TASK
Find every line in the records that contains the string "rock", matching case exactly, and copy each of those lines.

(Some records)
= = = = =
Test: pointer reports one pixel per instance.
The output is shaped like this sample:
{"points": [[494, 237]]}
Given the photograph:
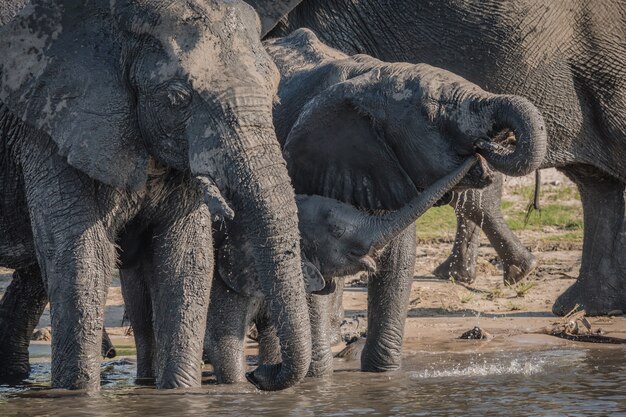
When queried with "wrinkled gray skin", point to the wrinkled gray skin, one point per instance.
{"points": [[567, 56], [338, 238], [114, 140], [370, 134]]}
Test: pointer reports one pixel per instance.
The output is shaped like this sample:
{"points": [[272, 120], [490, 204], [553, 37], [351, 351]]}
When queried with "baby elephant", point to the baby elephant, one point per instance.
{"points": [[372, 135], [337, 240]]}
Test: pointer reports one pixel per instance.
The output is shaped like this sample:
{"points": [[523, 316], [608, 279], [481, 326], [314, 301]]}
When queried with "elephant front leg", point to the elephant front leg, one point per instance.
{"points": [[601, 284], [227, 324], [387, 304], [20, 310], [78, 279], [183, 267], [138, 305], [481, 209], [320, 310]]}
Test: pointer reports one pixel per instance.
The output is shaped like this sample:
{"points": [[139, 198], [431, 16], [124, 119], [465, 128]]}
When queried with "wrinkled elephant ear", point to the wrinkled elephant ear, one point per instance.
{"points": [[10, 8], [64, 78], [337, 149], [271, 11]]}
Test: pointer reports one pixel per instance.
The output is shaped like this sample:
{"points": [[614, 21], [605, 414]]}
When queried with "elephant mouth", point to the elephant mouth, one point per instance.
{"points": [[479, 176], [368, 263], [329, 288]]}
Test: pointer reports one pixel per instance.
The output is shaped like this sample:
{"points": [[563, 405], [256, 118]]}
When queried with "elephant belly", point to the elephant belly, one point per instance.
{"points": [[16, 241]]}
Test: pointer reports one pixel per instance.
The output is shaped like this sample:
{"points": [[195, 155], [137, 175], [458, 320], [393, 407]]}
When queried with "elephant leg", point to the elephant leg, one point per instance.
{"points": [[20, 309], [337, 312], [387, 304], [183, 269], [269, 344], [601, 284], [138, 305], [320, 310], [108, 350], [461, 264], [227, 324], [483, 208]]}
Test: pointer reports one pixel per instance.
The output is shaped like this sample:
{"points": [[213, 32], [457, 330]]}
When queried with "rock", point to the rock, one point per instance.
{"points": [[476, 334], [353, 350], [42, 334]]}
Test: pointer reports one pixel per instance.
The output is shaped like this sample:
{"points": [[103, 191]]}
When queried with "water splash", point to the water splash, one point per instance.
{"points": [[514, 367]]}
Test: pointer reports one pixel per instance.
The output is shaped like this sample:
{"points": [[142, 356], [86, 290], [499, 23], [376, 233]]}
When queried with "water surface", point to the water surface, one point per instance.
{"points": [[576, 382]]}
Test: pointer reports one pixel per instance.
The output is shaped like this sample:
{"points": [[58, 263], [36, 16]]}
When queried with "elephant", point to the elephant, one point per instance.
{"points": [[566, 56], [369, 134], [337, 240], [118, 122]]}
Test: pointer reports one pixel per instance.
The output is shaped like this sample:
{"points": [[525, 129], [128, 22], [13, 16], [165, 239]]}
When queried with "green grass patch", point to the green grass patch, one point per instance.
{"points": [[438, 222], [564, 217]]}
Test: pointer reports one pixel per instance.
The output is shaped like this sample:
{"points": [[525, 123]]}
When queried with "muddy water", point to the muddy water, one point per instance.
{"points": [[540, 383]]}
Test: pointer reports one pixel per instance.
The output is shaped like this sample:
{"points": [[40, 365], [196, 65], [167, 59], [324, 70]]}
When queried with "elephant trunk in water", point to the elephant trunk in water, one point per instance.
{"points": [[263, 199], [389, 226], [519, 115]]}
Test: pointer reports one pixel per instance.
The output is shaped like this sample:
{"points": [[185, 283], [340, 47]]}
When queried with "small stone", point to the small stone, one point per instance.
{"points": [[42, 334], [476, 334], [586, 323]]}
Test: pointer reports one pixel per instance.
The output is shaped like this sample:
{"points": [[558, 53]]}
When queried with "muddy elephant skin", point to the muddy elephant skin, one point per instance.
{"points": [[374, 135], [567, 57], [117, 120]]}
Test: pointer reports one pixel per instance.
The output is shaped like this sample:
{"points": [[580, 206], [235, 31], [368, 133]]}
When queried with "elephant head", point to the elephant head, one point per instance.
{"points": [[370, 132], [117, 84], [337, 238]]}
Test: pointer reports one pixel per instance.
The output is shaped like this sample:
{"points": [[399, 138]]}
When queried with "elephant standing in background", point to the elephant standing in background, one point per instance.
{"points": [[568, 57], [338, 239], [371, 134], [117, 119]]}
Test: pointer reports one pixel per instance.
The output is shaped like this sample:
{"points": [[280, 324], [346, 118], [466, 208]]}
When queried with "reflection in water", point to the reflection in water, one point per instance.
{"points": [[556, 382]]}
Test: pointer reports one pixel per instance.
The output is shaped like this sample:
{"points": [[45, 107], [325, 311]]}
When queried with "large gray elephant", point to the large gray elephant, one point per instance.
{"points": [[116, 118], [337, 240], [567, 56], [371, 134]]}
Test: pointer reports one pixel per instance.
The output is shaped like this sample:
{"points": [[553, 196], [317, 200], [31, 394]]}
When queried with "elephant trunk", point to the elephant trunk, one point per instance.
{"points": [[389, 226], [526, 122], [264, 203]]}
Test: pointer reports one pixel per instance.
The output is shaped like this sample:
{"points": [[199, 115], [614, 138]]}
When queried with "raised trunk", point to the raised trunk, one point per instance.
{"points": [[389, 226], [526, 122]]}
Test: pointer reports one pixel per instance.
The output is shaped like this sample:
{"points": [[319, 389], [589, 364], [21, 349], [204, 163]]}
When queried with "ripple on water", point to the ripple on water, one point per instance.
{"points": [[513, 367], [544, 383]]}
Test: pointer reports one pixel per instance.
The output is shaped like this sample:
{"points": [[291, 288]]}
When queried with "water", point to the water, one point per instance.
{"points": [[540, 383]]}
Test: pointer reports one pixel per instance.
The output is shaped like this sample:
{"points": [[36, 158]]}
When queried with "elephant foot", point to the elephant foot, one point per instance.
{"points": [[600, 296], [515, 272], [13, 368], [452, 269], [373, 360]]}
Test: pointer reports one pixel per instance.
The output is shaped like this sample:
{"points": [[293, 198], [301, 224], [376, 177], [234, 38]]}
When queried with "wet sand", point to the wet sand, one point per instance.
{"points": [[440, 311]]}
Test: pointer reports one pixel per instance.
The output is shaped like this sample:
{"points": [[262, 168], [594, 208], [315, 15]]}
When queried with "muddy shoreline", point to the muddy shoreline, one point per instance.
{"points": [[440, 311]]}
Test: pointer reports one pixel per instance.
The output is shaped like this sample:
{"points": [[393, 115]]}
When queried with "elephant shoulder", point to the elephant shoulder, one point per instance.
{"points": [[299, 50]]}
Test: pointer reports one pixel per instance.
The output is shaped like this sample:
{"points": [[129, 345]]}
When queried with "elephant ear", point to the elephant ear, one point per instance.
{"points": [[9, 8], [271, 11], [337, 149], [313, 279], [61, 73]]}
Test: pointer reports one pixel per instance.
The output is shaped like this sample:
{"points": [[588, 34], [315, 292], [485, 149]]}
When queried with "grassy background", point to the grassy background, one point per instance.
{"points": [[559, 220]]}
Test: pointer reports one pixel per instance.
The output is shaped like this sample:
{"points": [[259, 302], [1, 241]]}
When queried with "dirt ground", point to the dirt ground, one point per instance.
{"points": [[440, 311]]}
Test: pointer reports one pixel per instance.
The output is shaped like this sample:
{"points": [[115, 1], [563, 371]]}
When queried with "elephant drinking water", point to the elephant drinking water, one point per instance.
{"points": [[115, 118]]}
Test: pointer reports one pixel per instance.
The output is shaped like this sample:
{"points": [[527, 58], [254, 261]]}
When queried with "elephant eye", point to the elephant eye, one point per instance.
{"points": [[178, 94]]}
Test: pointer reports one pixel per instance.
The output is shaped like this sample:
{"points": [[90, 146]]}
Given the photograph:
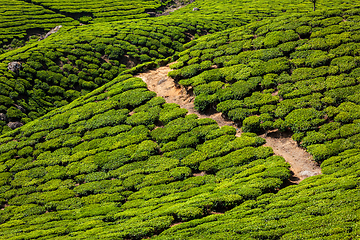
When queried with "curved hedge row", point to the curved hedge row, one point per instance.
{"points": [[321, 207], [102, 11], [121, 163], [75, 61], [298, 73], [19, 20]]}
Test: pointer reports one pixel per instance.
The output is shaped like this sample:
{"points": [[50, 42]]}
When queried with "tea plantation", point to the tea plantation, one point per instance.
{"points": [[121, 163], [19, 19], [299, 73], [88, 152]]}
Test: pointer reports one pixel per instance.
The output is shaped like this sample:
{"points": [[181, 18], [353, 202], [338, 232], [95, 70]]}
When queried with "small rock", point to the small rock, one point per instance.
{"points": [[14, 125], [20, 108], [54, 30], [152, 14], [3, 117], [14, 67], [161, 81]]}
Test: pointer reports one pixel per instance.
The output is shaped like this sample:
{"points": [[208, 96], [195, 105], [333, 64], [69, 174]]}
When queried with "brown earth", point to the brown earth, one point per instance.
{"points": [[302, 164]]}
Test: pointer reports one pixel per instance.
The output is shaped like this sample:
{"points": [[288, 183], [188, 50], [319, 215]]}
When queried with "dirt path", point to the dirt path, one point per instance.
{"points": [[301, 162]]}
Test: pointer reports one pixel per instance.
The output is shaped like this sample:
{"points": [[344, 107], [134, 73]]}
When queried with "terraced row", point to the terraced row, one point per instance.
= = = = =
WORKED ANSWER
When queried with "rock", point to the rock, one point per instance.
When queried with "small rock", point to the small rock, one point per instance.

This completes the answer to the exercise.